[本文抜粋]
* * * * *

給与支払い業務に関しては、被告訴人ら及び被告訴人及び被告訴人ASC事業所等、複数名の関与がありながら誰一人も違法性の指摘を行わず、告訴人の退職まで不払いが続いた事実からは、今後も法を顧みない杜撰な労務管理が繰り返される危険性が認められる。
 本件を放置することは、今後も類似の犯行が重ねられ、多くの被害者を排出するものと考えられる。
 よって、本件については、厳重な処分を求めて告訴するものである。

7.本件告訴の根拠条文について
 本件事案の労働分賃金については、支払うべき賃金を最低賃金額分も含めて支払っていないものであるが、前述1「告訴の趣旨」でも述べたとおり、本件告訴については最低賃金法第4条違反ではなく、労働基準法第24条違反として告訴するものである。
 理由は、
(1)最低賃金法第4条の趣旨
 本来、最低賃金法第4条の趣旨は、「約定賃金単価が最低賃金を下回る雇用契約を締結することを禁止することで、労働力の安売りを防止する」というものであり、同法同条違反の成立には、あくまで「約定賃金単価が最低賃金を下回っていること」が構成要件とされるものと解されること

(2)東京地方検察庁検事、司法研修所教官の見解
 東京地方検察庁検事、司法研修所教官の見解としても、「約定賃金が最低賃金額を上回っているかぎり、たとえ賃金不払いの結果として最低賃金額が支払われていない状態であったとしても、最低賃金法違反とはならない」旨の見解が示されていること(法務研究報告書第71集第6号第10章第3節第1)

* * * * *

[提示された行]

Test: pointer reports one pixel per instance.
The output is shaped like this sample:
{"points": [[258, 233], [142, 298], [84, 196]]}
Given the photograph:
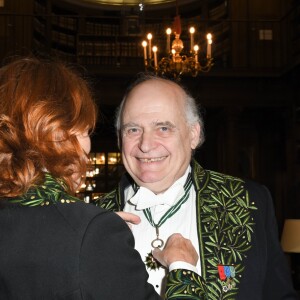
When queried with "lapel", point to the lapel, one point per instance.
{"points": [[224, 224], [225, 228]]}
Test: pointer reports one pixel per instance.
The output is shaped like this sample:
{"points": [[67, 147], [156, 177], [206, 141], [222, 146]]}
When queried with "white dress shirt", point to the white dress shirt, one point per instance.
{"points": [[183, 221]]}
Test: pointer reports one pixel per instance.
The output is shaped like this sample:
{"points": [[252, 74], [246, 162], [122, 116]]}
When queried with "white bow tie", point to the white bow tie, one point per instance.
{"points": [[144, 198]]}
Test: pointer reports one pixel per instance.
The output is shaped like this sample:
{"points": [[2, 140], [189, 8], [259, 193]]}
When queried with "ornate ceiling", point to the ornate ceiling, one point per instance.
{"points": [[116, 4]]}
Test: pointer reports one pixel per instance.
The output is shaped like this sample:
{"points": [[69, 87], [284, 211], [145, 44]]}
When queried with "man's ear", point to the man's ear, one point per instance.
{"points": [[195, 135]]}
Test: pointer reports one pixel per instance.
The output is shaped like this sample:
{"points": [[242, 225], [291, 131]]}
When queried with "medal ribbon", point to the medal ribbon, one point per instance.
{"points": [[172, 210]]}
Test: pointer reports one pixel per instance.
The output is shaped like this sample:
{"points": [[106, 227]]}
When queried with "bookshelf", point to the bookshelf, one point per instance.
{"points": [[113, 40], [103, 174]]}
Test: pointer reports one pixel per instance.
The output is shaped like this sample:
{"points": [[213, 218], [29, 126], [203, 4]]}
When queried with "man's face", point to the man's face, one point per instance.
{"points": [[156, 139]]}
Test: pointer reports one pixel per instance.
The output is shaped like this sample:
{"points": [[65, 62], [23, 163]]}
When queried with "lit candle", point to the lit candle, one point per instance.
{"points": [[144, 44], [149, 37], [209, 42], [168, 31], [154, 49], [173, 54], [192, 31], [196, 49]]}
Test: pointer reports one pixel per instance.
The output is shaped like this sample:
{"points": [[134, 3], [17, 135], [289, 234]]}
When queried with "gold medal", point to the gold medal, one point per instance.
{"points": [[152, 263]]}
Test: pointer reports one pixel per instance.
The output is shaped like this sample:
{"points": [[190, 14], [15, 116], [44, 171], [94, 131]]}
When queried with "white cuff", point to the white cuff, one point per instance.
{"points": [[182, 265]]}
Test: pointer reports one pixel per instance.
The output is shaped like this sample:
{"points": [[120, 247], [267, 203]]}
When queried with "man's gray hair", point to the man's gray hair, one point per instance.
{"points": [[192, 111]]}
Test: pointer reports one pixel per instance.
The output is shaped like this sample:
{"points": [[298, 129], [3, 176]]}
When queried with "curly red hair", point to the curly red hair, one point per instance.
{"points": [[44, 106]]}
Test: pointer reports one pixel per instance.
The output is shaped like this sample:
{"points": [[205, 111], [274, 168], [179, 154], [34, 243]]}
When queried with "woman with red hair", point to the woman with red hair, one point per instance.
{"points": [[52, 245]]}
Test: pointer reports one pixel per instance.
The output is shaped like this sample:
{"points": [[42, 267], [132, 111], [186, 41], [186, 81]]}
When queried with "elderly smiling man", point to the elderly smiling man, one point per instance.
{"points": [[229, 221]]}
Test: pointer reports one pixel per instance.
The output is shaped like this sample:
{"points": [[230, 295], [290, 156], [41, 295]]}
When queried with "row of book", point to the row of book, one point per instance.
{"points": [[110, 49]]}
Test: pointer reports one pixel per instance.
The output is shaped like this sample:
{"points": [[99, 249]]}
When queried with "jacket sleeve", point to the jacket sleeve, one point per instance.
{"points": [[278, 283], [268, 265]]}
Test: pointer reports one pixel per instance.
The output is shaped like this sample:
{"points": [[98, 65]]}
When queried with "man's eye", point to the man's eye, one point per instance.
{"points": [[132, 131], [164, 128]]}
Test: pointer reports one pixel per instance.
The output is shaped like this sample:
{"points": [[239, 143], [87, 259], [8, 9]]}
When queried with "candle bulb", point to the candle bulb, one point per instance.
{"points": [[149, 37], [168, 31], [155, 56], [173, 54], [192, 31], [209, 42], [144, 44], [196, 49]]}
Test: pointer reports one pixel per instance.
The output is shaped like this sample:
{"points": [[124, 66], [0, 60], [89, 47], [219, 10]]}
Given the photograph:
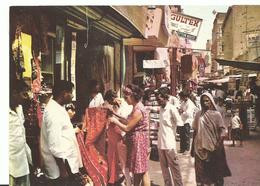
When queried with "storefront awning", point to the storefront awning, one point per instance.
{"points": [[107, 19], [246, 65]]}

* * * * *

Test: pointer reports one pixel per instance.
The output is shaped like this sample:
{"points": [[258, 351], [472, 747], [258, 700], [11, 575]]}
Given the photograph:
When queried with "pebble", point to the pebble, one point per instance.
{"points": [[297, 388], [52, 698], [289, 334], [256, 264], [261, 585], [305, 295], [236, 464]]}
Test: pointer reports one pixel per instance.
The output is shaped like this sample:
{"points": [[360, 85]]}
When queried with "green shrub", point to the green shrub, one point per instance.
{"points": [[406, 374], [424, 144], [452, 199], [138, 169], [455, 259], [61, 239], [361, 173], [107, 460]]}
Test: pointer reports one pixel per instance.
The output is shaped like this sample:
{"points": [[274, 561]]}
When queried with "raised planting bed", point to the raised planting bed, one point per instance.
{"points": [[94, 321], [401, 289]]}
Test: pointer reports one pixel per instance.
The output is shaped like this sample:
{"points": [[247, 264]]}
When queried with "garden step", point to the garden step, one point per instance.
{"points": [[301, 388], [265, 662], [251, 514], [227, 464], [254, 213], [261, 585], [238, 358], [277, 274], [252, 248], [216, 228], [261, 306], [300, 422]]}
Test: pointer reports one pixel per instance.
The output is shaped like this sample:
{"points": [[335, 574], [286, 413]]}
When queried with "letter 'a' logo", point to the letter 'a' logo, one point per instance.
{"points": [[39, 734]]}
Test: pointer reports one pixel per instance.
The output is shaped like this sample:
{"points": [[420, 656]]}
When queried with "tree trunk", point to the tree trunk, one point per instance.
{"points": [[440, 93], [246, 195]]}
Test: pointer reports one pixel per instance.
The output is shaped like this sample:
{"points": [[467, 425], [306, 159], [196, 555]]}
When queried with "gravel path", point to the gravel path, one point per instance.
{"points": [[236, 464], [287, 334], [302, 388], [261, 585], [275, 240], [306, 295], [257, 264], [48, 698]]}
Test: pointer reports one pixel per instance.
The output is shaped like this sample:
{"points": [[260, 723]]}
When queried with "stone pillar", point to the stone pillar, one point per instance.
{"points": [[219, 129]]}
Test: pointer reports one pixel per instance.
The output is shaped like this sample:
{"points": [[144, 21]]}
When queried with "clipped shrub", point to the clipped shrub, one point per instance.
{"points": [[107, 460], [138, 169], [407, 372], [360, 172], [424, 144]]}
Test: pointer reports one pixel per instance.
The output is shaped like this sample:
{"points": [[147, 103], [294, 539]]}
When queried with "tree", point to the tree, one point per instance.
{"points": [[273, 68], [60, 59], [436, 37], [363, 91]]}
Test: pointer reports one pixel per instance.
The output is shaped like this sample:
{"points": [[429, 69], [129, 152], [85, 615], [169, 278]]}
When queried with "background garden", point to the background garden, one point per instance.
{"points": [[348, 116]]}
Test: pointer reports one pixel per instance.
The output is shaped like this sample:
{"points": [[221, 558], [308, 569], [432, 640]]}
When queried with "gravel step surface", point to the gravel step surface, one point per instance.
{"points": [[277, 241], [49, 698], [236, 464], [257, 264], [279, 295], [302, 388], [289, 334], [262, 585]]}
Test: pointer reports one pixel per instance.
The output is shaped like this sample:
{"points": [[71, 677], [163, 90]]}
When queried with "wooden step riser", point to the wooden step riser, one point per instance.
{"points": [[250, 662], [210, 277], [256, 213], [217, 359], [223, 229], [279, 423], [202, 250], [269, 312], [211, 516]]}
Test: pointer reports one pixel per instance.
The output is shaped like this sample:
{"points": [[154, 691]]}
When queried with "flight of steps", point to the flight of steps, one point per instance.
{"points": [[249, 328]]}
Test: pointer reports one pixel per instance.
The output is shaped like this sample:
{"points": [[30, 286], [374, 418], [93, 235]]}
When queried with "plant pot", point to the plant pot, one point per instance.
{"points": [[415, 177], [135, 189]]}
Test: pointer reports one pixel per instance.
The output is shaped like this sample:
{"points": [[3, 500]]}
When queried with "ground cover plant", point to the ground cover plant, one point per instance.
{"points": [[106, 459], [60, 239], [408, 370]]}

* * * * *

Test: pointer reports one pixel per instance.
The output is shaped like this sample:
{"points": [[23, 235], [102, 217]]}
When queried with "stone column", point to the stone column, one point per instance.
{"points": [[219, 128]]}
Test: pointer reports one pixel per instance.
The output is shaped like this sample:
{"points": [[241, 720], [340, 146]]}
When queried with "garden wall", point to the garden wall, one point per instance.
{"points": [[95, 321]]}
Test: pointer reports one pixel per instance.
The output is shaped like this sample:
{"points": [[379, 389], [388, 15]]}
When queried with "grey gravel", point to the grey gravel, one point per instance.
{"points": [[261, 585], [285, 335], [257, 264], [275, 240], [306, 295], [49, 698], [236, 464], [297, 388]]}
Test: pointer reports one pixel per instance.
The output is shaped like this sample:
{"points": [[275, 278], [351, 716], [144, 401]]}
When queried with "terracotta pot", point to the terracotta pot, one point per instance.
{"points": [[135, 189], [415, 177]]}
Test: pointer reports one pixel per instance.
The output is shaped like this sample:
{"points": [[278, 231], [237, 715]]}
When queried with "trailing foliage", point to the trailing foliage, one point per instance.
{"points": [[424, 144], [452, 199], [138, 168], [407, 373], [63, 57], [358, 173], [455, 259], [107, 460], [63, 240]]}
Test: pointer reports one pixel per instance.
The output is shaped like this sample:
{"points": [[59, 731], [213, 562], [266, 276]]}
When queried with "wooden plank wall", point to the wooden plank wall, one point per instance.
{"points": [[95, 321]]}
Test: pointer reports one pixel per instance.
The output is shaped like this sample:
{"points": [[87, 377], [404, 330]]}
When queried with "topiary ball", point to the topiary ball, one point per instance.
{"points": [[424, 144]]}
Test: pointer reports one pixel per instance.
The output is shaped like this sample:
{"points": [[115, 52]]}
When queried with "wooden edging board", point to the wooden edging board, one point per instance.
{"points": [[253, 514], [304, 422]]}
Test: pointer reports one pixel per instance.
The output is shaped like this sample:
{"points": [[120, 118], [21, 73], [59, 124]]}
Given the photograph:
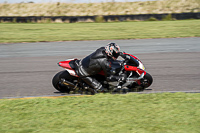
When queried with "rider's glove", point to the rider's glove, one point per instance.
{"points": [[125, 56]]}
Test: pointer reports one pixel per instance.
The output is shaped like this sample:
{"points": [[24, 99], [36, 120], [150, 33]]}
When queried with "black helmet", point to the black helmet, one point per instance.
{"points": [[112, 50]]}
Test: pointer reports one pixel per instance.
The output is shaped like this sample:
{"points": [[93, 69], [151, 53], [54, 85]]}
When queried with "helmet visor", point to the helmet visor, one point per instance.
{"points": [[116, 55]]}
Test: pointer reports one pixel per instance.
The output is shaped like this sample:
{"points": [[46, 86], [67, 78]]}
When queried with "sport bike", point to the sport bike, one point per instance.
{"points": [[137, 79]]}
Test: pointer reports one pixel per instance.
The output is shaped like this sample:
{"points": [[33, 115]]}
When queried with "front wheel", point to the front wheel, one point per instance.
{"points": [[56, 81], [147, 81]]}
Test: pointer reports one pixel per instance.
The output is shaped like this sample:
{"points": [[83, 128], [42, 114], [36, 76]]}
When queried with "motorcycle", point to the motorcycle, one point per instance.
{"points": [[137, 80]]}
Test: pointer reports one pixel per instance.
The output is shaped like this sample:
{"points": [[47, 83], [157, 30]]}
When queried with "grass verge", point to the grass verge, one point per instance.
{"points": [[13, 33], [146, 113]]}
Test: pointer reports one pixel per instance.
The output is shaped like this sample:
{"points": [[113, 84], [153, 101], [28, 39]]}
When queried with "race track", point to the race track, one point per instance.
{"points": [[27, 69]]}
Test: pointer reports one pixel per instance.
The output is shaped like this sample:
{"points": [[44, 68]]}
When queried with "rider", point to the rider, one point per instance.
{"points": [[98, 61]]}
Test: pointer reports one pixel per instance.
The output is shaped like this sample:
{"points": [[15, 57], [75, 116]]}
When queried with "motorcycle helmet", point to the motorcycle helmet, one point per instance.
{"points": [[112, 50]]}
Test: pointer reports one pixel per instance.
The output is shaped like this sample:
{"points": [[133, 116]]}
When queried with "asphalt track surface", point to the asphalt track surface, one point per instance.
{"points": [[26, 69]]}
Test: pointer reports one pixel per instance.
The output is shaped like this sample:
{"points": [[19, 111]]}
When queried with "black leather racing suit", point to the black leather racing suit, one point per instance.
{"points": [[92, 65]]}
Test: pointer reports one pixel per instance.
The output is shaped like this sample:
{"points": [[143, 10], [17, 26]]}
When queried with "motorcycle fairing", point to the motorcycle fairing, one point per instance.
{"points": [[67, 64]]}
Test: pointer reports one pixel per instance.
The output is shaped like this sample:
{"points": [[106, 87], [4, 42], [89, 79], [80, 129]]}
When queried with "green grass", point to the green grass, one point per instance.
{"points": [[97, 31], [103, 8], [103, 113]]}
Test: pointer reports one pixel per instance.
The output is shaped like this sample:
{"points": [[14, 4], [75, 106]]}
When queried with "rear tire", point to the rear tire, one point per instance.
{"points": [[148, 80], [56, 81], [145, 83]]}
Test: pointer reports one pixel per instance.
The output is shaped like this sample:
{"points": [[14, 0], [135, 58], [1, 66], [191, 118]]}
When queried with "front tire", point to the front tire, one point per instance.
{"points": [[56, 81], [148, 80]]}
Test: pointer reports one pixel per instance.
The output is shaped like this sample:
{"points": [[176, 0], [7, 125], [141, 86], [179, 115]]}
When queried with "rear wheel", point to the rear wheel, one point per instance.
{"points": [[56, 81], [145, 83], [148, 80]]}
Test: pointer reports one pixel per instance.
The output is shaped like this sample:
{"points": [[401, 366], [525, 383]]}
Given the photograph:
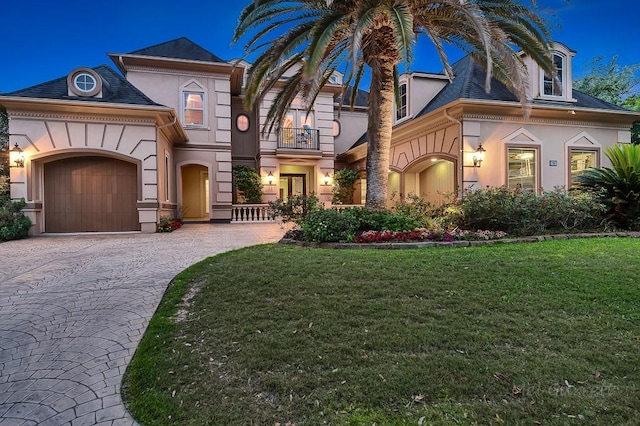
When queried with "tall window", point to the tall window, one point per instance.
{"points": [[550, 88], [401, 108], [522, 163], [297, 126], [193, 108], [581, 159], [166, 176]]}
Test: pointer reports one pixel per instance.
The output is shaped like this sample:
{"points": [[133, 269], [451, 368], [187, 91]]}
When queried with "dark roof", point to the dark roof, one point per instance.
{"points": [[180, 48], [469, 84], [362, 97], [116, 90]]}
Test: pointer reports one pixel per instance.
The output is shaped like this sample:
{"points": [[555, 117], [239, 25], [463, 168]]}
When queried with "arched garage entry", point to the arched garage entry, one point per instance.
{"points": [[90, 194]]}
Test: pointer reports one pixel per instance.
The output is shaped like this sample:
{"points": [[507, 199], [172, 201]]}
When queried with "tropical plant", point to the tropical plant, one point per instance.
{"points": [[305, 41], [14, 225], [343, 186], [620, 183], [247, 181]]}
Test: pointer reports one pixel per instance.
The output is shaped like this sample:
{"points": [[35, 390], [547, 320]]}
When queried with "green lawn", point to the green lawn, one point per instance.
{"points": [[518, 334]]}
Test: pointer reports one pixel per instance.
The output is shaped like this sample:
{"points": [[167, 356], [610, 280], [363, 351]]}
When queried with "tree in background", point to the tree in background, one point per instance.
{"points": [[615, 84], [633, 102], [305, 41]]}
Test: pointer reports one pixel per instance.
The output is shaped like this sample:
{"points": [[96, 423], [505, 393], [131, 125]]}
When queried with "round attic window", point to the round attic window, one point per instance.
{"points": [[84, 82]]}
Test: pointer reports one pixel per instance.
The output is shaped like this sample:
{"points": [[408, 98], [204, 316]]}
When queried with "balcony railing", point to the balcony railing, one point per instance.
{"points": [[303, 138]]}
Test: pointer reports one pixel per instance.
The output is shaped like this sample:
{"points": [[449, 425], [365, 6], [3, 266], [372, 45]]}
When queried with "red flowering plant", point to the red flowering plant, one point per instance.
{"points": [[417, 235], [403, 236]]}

* * * * *

[理解度チェック]
**A.** 本文から、「よって、本件については、厳重な処分を求めて告訴するものである。」から「反として告訴するものである。」までを、両端を含めてそのまま引用してください。
**B.** 本文によると、本件の告訴は労働基準法の第何条違反として行われていますか？
**C.** 賃金不払いの告訴について述べた本文の続きを、最後の文の後から書いてください。

[解答例]
**A.**
よって、本件については、厳重な処分を求めて告訴するものである。

7.本件告訴の根拠条文について
 本件事案の労働分賃金については、支払うべき賃金を最低賃金額分も含めて支払っていないものであるが、前述1「告訴の趣旨」でも述べたとおり、本件告訴については最低賃金法第4条違反ではなく、労働基準法第24条違反として告訴するものである。

**B.** 労働基準法第24条違反として告訴されています。

**C.**
(3)労働基準法第24条違反
 それにもかかわらず、厚生労働省が法の趣旨に反した通達を全国の労働基準監督署に発信したことにより、本来なら労働基準法第24条違反として送致あるいは送附されるべき事案が最低賃金法第4条違反として送検される事態となり、全国の地方検察庁において多大な混乱を生じさせ、結果、起訴率が激減したことから、本件賃金不払い事案を最低賃金法違反として告訴した場合には適切な処罰が見込めないためである。
 そして、本件の被害者である告訴人が被告訴人に求めたものは、「最低賃金額の金員」ではなく、「本来約束された賃金単価により計算された賃金額」であり、これについて告訴人は「最低賃金額すら支払っていないこと」について処罰を求めるものではなく、「所定の約定賃金を支払っていないこと」について処罰を求めるものである。

 以上のとおり、本件賃金不払については、あくまで労働基準法第24条違反として告訴するものである。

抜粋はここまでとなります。